**REQUIRED WORK**
Arrange everything in the material below from the line containing "the car tire" down to the line containing "point(18, 210)", both ends included, as a Markdown table with the columns No. and Text. Give each line its own numbered row and leave out blank lines.

**RECORD LIST**
⟨

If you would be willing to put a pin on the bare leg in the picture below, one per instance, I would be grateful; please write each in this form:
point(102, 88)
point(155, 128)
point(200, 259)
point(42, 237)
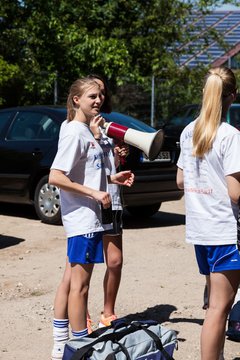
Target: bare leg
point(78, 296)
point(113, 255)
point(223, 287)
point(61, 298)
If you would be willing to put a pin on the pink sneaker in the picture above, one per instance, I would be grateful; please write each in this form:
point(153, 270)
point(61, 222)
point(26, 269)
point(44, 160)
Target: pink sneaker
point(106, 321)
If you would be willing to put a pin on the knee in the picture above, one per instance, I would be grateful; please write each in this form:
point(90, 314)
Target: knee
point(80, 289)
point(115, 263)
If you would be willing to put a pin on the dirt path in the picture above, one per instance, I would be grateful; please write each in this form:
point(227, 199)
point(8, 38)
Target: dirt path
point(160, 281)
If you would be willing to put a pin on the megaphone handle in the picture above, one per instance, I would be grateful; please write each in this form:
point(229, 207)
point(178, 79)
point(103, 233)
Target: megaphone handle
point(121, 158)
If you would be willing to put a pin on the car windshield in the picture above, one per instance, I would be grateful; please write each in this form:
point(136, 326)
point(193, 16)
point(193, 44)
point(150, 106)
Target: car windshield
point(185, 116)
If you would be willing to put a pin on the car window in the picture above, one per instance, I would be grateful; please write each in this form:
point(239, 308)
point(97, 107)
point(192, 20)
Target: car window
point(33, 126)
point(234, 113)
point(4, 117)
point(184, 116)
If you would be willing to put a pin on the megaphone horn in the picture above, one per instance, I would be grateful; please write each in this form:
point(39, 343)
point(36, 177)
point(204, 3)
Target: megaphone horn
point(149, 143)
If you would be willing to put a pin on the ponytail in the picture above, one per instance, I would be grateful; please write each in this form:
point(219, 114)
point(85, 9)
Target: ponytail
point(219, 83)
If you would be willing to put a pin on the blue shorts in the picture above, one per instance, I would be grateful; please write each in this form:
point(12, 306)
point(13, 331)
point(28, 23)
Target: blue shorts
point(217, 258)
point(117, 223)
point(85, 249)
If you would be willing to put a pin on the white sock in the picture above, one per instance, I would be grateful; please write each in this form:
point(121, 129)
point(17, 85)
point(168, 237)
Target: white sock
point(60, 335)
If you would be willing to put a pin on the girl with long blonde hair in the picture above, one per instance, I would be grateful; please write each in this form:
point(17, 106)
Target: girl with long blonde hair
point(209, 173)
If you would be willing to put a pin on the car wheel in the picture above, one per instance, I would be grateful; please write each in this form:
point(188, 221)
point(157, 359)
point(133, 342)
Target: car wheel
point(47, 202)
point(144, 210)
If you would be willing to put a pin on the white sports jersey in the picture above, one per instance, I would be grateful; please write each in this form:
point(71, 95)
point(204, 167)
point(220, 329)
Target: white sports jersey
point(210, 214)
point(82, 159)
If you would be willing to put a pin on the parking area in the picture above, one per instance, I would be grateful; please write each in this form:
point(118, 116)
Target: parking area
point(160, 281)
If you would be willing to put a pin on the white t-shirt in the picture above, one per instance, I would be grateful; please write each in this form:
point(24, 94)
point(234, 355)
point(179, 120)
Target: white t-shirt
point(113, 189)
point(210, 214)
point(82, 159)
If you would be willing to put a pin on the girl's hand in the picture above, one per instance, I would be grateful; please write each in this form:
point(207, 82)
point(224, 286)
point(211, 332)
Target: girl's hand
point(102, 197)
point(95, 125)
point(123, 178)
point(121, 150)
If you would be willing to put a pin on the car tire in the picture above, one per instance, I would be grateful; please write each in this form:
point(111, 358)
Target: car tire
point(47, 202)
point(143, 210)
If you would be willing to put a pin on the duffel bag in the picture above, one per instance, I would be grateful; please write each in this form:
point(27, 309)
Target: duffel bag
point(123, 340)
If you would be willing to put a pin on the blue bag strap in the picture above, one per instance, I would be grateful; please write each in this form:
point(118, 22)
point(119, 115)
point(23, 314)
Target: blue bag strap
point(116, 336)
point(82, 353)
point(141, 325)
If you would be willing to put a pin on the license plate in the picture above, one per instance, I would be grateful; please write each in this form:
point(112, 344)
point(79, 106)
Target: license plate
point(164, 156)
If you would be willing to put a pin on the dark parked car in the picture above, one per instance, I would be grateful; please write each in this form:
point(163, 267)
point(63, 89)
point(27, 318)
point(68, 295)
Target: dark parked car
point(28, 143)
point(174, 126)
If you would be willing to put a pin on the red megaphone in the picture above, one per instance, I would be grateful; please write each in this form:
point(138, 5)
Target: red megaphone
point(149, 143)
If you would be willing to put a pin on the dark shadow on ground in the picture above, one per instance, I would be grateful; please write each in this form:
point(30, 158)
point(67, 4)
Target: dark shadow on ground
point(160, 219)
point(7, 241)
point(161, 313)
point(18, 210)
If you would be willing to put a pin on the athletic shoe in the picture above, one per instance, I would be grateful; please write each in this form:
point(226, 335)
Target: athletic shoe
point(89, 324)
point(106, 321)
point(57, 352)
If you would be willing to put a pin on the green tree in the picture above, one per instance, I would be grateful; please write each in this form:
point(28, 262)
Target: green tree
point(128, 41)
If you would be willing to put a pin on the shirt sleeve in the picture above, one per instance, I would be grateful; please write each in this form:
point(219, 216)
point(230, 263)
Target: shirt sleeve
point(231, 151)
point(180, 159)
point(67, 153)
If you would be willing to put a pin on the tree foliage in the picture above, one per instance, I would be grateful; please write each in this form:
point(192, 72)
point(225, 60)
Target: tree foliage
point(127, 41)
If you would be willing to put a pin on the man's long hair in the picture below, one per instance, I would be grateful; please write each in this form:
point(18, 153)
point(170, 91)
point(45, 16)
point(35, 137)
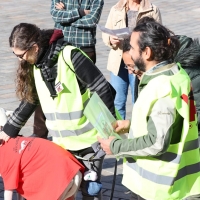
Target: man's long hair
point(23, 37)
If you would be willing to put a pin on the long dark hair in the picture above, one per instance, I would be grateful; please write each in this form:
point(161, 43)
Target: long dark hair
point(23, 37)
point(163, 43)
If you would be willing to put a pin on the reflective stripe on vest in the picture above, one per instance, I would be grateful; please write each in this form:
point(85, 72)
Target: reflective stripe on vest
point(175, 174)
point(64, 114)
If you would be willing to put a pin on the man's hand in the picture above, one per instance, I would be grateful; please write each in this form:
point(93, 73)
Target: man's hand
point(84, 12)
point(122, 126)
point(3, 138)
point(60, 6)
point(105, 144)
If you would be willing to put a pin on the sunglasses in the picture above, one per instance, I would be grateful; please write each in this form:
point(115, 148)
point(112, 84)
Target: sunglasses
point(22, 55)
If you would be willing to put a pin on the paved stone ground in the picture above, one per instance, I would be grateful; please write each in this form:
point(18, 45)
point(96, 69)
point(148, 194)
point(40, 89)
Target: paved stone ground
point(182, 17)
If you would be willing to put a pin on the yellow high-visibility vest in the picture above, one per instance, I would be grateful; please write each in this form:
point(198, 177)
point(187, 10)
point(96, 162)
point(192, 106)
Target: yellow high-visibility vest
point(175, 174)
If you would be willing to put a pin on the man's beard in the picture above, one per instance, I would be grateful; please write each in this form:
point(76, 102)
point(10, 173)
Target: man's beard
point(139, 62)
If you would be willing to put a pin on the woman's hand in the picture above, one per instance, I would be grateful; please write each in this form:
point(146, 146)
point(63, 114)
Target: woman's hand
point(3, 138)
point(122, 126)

⟩
⟨

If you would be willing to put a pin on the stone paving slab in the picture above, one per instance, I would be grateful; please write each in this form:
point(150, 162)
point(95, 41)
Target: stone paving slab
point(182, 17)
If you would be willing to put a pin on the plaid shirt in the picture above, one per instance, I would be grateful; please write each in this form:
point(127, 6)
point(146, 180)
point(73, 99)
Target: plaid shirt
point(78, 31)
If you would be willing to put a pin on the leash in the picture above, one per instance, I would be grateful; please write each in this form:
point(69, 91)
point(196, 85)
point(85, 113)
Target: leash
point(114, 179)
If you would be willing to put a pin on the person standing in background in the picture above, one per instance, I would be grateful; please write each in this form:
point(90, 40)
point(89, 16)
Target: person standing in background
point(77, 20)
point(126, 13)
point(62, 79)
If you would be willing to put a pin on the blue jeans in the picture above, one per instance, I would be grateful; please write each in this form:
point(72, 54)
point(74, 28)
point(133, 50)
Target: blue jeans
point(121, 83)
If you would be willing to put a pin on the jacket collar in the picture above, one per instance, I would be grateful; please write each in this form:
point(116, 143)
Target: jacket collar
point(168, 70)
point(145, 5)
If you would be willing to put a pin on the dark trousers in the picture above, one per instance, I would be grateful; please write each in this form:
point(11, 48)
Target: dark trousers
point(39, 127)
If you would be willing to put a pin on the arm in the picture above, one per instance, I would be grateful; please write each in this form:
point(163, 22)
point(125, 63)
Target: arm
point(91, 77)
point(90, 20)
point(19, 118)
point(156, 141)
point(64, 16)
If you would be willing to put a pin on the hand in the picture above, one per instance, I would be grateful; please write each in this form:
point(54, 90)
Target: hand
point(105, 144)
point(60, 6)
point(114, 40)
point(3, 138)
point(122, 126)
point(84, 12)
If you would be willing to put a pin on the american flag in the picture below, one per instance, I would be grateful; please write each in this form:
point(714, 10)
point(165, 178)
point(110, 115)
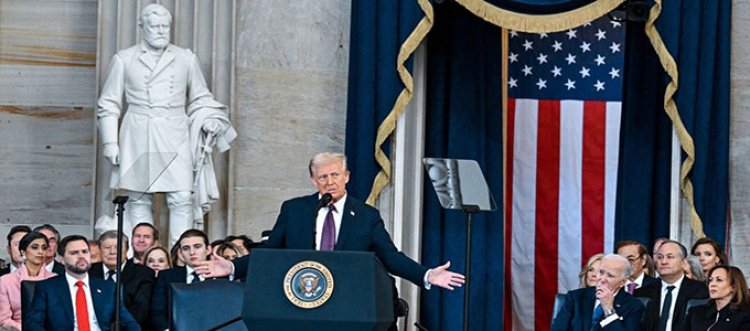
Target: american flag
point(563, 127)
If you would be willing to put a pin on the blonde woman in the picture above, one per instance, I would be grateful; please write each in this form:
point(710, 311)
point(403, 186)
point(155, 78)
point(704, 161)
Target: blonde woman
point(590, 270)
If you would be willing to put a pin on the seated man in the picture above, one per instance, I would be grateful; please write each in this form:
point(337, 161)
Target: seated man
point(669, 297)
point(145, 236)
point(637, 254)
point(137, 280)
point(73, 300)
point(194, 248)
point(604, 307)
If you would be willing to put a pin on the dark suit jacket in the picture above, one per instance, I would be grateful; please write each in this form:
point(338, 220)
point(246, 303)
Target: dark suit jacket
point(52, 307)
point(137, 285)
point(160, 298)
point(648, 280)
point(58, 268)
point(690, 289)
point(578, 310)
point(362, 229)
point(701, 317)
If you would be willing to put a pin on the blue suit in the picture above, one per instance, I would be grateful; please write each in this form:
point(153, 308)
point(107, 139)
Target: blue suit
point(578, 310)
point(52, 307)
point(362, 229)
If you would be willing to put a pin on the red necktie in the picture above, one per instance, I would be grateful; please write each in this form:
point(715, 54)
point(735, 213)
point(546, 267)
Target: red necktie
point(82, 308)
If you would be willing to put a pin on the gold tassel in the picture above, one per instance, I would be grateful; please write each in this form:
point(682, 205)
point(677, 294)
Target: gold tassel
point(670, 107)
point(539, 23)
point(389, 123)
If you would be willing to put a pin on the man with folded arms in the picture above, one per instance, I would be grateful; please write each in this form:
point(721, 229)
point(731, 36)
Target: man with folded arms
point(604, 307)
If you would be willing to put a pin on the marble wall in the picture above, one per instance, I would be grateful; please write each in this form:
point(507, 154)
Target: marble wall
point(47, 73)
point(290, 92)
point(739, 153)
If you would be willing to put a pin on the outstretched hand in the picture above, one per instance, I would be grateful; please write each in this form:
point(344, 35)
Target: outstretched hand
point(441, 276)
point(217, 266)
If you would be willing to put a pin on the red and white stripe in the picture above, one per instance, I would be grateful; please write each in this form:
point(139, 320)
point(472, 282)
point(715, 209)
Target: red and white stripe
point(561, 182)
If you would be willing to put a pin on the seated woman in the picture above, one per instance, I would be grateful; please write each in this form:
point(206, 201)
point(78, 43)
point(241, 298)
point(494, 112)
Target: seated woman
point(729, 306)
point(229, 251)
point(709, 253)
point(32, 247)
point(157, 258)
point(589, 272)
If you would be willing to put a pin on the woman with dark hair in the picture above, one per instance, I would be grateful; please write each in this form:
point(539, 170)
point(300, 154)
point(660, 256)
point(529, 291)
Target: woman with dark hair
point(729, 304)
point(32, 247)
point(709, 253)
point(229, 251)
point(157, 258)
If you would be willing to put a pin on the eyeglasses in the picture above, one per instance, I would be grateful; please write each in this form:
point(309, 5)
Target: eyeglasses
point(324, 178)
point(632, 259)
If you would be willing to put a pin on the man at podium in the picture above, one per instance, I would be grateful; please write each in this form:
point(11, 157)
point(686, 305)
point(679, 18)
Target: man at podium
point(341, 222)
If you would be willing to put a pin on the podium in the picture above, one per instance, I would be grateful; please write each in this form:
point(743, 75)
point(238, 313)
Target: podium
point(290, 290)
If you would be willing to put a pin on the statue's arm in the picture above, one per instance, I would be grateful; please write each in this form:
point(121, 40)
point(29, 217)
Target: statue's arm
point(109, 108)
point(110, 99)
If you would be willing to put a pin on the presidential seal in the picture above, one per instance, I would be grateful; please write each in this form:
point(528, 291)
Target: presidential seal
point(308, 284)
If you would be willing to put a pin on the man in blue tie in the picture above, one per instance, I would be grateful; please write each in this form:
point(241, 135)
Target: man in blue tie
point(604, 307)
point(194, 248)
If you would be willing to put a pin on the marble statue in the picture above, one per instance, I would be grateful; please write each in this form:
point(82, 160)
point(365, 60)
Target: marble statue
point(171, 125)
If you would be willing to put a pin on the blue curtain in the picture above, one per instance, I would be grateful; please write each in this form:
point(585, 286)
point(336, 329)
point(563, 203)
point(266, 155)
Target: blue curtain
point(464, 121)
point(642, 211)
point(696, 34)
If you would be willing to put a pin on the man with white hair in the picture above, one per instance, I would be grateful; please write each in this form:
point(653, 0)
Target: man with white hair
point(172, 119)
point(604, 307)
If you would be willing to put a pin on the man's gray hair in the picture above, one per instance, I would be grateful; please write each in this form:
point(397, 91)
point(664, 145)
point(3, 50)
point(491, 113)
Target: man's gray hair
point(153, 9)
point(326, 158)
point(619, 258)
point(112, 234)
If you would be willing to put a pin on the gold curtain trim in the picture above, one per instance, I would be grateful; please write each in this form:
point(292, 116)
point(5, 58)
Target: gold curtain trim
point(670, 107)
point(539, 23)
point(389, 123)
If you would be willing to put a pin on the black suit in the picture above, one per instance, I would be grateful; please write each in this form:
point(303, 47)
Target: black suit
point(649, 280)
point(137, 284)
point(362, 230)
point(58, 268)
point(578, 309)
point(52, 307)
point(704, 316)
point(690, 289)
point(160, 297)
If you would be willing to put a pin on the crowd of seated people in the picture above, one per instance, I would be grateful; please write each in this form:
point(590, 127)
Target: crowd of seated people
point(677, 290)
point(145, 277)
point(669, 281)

⟩

**EXERCISE RESULT**
| No. | Text |
|---|---|
| 1 | If you would be willing to put a pin on the car tire in the picture above, one per instance, I would be grateful; please write each in this form: |
| 2 | point(111, 358) |
| 3 | Target: car tire |
| 4 | point(47, 202) |
| 5 | point(143, 210) |
| 6 | If you would be willing to put a pin on the duffel bag in the picture above, one per instance, I would be grateful; please write each in this form: |
| 7 | point(27, 309) |
| 8 | Target: duffel bag |
| 9 | point(123, 340) |
| 10 | If you would be willing to put a pin on the blue bag strap in the picture above, one per instance, I would be grateful; please write each in this form: |
| 11 | point(118, 22) |
| 12 | point(119, 115) |
| 13 | point(23, 314) |
| 14 | Target: blue bag strap |
| 15 | point(116, 336) |
| 16 | point(82, 353) |
| 17 | point(141, 325) |
| 18 | If you would be willing to put a pin on the license plate in the picture above, one per instance, I would be grateful; please write each in this form: |
| 19 | point(112, 344) |
| 20 | point(79, 106) |
| 21 | Target: license plate |
| 22 | point(164, 156) |
| 23 | If you would be willing to put a pin on the dark parked car in the picture above, one per instance, I would be grateful; please write each in this form: |
| 24 | point(163, 267) |
| 25 | point(63, 89) |
| 26 | point(27, 318) |
| 27 | point(68, 295) |
| 28 | Target: dark parked car |
| 29 | point(28, 143) |
| 30 | point(174, 126) |
| 31 | If you would be willing to put a pin on the red megaphone in the picture above, one per instance, I would be grateful; please write each in this form: |
| 32 | point(138, 5) |
| 33 | Target: red megaphone |
| 34 | point(149, 143) |
| 35 | If you would be willing to put a pin on the dark shadow on ground in the picture above, one per instance, I would be grateful; please write each in this form: |
| 36 | point(30, 158) |
| 37 | point(67, 4) |
| 38 | Target: dark shadow on ground |
| 39 | point(160, 219) |
| 40 | point(7, 241) |
| 41 | point(161, 313) |
| 42 | point(18, 210) |